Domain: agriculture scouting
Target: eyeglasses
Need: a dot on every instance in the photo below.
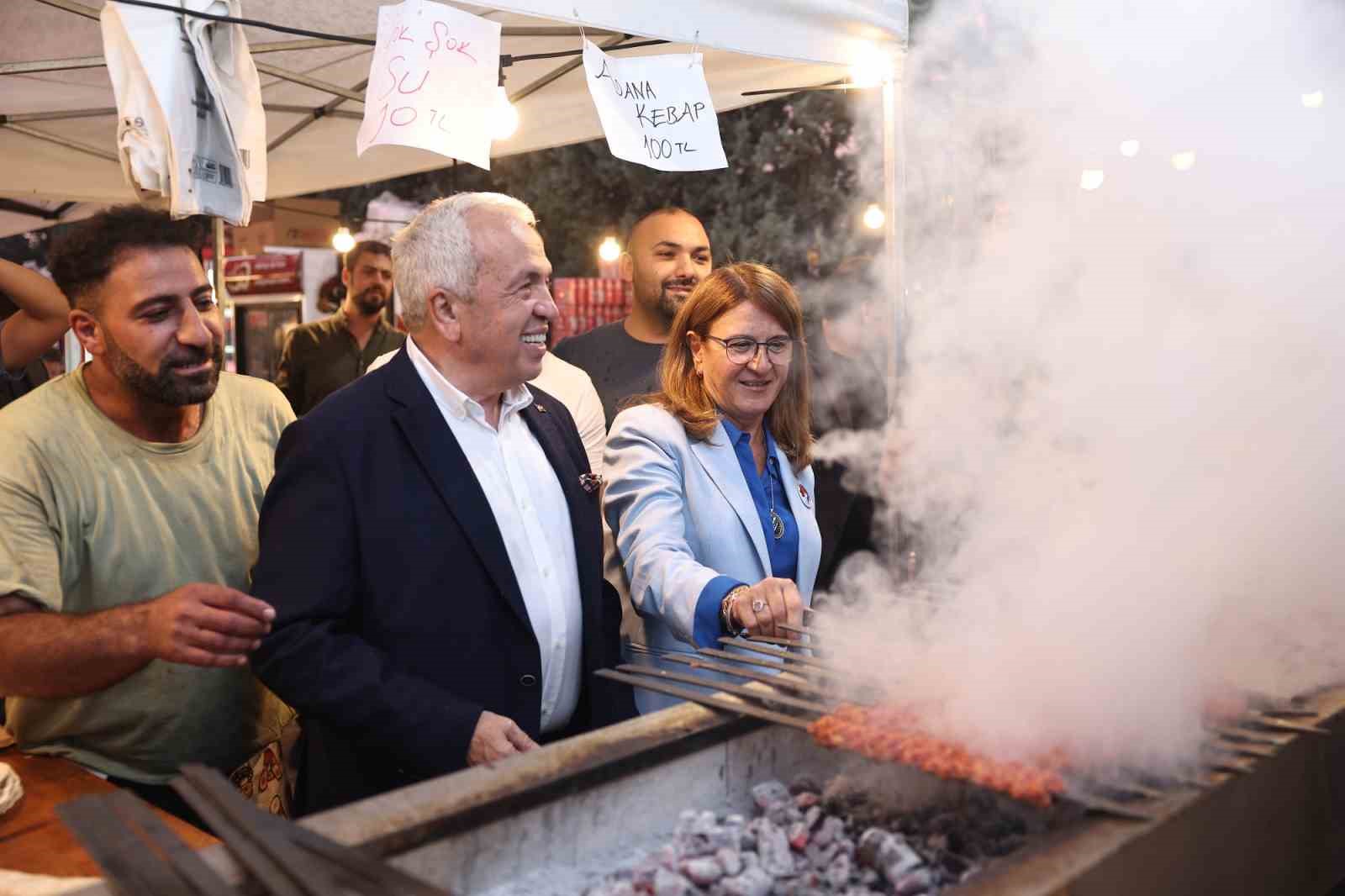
(741, 350)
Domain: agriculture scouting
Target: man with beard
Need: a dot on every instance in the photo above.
(667, 255)
(322, 356)
(129, 492)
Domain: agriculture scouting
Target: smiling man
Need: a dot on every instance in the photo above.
(454, 609)
(131, 490)
(323, 356)
(667, 255)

----------------------------------------

DIRECTION -> Rewrite every row above with "agriculture scouting" changed to "crop monitoring" and nothing else altered. Leave the pictures out of your answer.

RESULT FOR THIS TASK ->
Domain: crop monitoring
Target: eyeglasses
Need: a dot on every instance in the photo below.
(741, 350)
Domain: crop monitoring
Target: man with beard
Need: a dot on every instance in the photo above.
(667, 255)
(322, 356)
(129, 492)
Domain: crop monitoring
Target: smiling man
Need: a dot on every instance in the photo above.
(454, 609)
(131, 490)
(323, 356)
(667, 255)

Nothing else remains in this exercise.